Complete as tarefas –
a – Copie sem alterações a parte do trecho sobre Guido Mantega na Lava Jato que começa em "E não é tudo: a" e termina em "nesse ambiente deteriorado.".
b – Liste todas as quantidades de encontros e de ligações telefônicas que a Polícia Federal identificou, segundo o trecho sobre Guido Mantega na Lava Jato, indicando entre quem ocorreram.

Trecho –
O ex-ministro da Fazenda, Guido Mantega, tornou-se réu pela primeira vez na Lava Jato. O juiz Sérgio Moro aceitou a denúncia contra o ex-ministro e outras nove pessoas na segunda-feira (13).
Moro rejeitou a denúncia contra o ex-ministro Antonio Palocci. “Ressalvo, segundo a denúncia, apesar de ele ter participado dos fatos (…), consta que teria sido Guido Mantega responsável específico pela solicitação e pela posterior utilização dos R$ 50 milhões”, disse Moro, em seu despacho, sobre Palocci.
Guido Mantega e Antonio Palocci foram denunciados, na sexta-feira (10), pela Procuradoria Geral da República (força-tarefa da Lava Jato no Paraná) por receber dinheiro da Odebrecht para fabricarem as Medidas Provisórias nº 470 e nº 472, beneficiando a Braskem e outras empresas do mesmo grupo.
Essas Medidas Provisórias (o chamado “Refis da crise”, de 2009) foram assinadas por Lula, depois de acerto com Emílio Odebrecht (em um e-mail de 28/08/2009, Marcelo Odebrecht comunica a um diretor da Braskem, Maurício Ferro, e ao lobista-chefe do grupo, Cláudio Melo Filho: “o amigo de meu pai disse que este assunto delegou para o Italiano [Palocci] resolver”).
A parte de Palocci nesse roubo é mais conhecida. A de Mantega, nem tanto.
Mantega tornou-se o operador de Lula, após a demissão de Palocci, em 2011, quando foi revelado que este último aumentara 20 vezes seu patrimônio pessoal entre 2006 e 2010 (v. HP 18/05/2011, Serra diz que a compra do apê por Palocci está bem explicada).
Daí, os 307 encontros de Mantega com Marcelo Odebrecht, entre 14 de março de 2011 e 6 de março de 2015, identificados pela Polícia Federal (PF), após cruzamento das antenas de celulares, que mostrou os dias e locais onde ambos estavam.
Além disso, a PF localizou 118 ligações telefônicas entre o celular de Marcelo Odebrecht e os telefones das secretárias e assessores de Mantega, quando este era ministro da Fazenda da mulher honesta do PT.
E não é tudo: a PF também localizou 129 ligações entre as secretárias de Marcelo Odebrecht e as secretárias de Mantega.
É inevitável concluir, como fazem os procuradores, que essa quantidade de contatos “destoa completamente de uma relação sadia e proba entre um Ministro da Fazenda e um alto executivo de um grupo empresarial” (cf. MPF, Denúncia, pp. 82 e 83).
Se existe gente que, no PT, acha que isso é normal, somente é porque a anormalidade em questões públicas – sobretudo quando se trata de roubar o dinheiro público – passou a ser a norma nesse ambiente deteriorado.

[Trechos de dados de apontamento]
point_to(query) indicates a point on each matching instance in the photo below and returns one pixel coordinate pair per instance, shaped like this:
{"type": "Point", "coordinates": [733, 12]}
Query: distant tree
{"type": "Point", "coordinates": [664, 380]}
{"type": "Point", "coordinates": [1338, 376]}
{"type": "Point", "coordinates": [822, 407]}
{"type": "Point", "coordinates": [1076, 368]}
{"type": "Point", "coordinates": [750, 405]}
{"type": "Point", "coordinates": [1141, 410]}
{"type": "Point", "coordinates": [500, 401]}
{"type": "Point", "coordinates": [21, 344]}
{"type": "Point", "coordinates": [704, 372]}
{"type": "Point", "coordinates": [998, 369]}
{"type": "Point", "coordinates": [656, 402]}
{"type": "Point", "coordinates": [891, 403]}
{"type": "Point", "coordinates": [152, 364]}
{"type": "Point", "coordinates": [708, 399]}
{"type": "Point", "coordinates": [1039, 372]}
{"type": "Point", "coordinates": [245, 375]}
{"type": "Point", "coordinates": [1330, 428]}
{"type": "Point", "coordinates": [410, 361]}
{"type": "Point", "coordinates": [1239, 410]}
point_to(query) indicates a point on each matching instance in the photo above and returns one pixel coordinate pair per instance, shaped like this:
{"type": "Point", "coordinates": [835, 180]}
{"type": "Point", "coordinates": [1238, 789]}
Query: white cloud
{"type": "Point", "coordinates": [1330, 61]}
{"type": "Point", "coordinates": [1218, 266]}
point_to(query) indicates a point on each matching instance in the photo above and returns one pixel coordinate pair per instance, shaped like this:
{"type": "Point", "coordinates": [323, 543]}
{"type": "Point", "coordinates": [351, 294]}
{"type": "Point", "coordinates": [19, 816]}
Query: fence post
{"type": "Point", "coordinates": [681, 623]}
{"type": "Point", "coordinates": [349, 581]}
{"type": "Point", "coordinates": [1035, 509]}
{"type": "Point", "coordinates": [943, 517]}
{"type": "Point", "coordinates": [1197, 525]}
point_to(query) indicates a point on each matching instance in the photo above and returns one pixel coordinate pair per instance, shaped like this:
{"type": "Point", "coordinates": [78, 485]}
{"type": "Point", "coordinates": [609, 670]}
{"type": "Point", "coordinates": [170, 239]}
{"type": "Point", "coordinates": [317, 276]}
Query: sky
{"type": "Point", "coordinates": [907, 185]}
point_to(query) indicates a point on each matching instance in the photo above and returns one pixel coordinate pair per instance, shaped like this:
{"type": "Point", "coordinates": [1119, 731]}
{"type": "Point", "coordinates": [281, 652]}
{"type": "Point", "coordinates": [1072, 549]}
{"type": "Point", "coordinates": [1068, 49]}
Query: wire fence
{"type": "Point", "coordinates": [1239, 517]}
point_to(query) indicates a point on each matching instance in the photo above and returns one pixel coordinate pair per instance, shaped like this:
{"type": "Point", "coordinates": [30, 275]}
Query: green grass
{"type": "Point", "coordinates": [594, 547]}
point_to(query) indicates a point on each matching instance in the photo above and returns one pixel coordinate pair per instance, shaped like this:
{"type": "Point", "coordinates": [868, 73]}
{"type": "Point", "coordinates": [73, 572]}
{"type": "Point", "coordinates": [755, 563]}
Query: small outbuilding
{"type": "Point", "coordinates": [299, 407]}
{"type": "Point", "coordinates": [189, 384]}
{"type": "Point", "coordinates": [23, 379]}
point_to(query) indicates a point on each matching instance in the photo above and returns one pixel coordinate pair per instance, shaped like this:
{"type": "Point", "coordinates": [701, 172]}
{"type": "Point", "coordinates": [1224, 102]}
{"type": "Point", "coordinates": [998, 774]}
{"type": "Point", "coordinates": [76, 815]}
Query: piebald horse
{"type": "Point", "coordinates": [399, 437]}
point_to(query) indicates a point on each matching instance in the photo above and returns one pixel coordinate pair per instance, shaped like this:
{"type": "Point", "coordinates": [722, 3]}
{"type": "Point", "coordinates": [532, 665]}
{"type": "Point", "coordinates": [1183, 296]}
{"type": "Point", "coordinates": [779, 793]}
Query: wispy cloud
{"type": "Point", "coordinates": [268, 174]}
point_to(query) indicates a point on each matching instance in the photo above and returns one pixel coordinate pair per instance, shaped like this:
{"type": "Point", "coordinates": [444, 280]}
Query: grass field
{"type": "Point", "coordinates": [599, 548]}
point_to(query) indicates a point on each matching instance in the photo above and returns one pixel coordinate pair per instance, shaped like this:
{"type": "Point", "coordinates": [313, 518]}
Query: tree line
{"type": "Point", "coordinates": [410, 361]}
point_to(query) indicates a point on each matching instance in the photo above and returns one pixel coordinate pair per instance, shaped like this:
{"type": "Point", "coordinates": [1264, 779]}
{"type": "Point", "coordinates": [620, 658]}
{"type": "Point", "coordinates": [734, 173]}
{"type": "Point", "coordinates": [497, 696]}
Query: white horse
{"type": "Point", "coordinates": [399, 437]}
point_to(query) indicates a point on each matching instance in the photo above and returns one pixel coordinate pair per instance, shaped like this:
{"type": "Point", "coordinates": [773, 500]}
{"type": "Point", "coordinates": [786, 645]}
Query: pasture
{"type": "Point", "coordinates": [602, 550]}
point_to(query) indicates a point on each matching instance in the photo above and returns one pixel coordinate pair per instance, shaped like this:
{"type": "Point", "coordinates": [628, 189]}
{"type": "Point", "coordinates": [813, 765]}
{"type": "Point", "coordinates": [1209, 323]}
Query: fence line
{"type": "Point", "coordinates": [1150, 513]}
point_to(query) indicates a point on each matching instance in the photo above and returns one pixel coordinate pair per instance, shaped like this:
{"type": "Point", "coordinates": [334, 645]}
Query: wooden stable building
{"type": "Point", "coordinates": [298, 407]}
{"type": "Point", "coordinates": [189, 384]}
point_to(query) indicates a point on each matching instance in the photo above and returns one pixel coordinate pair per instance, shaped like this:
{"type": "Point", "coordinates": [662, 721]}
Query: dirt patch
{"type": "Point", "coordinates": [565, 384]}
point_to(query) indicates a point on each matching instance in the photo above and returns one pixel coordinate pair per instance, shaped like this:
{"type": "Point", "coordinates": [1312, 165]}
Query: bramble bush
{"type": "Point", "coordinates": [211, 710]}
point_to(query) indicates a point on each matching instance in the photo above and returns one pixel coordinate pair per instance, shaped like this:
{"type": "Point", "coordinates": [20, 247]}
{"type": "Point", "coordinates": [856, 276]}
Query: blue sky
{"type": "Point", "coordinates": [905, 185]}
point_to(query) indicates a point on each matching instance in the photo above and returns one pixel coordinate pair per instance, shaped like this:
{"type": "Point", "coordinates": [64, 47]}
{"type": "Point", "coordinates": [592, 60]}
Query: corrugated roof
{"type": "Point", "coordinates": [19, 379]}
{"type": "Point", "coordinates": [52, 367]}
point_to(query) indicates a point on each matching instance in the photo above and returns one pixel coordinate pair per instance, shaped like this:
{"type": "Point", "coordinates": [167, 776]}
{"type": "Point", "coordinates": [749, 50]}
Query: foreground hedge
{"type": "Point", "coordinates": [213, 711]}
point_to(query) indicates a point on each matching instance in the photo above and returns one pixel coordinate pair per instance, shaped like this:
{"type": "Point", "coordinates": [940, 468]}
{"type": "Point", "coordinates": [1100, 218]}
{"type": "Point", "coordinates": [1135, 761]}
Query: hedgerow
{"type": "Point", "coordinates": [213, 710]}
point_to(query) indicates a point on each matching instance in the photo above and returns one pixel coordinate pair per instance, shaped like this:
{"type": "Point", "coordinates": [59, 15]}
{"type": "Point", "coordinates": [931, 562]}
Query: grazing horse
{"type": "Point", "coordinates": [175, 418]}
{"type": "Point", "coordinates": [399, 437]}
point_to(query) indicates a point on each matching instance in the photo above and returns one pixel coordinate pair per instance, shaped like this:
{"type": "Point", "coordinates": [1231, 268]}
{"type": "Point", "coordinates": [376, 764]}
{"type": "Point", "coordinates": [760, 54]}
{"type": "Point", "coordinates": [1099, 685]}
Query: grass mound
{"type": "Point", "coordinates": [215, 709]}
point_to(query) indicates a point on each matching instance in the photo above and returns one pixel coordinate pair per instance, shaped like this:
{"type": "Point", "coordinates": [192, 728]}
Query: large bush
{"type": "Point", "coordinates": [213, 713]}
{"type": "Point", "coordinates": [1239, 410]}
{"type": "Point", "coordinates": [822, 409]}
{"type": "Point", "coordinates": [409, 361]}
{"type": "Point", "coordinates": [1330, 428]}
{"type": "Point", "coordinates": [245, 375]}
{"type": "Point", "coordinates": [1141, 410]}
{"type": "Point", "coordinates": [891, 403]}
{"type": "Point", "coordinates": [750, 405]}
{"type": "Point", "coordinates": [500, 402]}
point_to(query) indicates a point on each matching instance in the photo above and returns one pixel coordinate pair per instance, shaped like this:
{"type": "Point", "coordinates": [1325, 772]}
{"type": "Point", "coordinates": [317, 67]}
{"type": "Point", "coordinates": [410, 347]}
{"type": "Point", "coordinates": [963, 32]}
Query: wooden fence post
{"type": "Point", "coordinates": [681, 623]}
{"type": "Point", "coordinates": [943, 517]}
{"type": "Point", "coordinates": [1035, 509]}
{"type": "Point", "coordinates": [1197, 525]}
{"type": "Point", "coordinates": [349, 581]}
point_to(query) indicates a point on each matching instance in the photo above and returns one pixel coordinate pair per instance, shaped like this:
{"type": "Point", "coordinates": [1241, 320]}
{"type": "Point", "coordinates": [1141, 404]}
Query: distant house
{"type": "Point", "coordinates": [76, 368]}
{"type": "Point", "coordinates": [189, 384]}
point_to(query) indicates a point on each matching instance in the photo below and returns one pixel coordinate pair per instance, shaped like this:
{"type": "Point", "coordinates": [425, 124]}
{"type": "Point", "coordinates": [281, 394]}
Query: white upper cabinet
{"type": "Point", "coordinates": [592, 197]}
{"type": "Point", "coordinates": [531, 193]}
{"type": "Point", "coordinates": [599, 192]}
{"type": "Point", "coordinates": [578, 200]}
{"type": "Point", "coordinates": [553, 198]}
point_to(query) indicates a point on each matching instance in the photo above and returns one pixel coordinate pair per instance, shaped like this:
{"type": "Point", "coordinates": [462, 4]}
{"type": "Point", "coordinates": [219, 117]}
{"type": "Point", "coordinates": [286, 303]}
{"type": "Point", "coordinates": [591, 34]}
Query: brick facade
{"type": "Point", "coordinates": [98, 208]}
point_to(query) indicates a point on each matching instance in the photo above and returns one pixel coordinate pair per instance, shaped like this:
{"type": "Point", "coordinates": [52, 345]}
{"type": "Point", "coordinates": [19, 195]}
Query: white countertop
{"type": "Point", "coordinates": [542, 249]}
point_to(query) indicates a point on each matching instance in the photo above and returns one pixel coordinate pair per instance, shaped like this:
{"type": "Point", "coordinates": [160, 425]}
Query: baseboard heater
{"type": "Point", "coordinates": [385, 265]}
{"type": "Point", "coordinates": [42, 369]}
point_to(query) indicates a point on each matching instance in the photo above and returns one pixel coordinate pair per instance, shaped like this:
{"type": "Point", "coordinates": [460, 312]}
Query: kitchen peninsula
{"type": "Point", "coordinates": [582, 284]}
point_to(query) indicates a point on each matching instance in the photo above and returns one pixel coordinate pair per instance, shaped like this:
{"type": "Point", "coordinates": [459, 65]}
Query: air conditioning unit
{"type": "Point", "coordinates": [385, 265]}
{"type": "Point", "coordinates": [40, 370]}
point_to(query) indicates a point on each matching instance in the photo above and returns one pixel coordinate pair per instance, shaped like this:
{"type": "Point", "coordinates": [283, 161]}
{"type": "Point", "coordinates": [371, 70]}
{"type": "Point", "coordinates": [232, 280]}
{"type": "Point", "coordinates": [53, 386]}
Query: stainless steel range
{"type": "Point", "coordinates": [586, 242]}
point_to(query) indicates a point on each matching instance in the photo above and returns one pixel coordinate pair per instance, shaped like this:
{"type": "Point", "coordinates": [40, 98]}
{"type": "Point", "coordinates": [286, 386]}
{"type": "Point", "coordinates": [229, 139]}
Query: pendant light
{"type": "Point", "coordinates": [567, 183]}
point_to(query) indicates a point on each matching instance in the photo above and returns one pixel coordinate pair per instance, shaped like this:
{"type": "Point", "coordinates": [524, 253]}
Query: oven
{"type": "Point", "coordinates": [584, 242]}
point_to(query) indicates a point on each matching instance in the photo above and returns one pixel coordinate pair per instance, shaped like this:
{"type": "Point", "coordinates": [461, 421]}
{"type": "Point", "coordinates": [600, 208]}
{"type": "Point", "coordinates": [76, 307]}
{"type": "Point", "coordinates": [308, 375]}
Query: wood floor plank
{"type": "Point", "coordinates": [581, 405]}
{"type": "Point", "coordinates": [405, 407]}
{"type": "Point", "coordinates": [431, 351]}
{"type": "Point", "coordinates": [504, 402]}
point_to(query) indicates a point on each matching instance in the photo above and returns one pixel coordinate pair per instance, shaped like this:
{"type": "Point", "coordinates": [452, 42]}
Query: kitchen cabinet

Gabarito –
a –
E não é tudo: a PF também localizou 129 ligações entre as secretárias de Marcelo Odebrecht e as secretárias de Mantega.
É inevitável concluir, como fazem os procuradores, que essa quantidade de contatos “destoa completamente de uma relação sadia e proba entre um Ministro da Fazenda e um alto executivo de um grupo empresarial” (cf. MPF, Denúncia, pp. 82 e 83).
Se existe gente que, no PT, acha que isso é normal, somente é porque a anormalidade em questões públicas – sobretudo quando se trata de roubar o dinheiro público – passou a ser a norma nesse ambiente deteriorado.

b –
- 307 encontros entre Mantega e Marcelo Odebrecht, de 14 de março de 2011 a 6 de março de 2015
- 118 ligações entre o celular de Marcelo Odebrecht e os telefones das secretárias e assessores de Mantega
- 129 ligações entre as secretárias de Marcelo Odebrecht e as secretárias de Mantega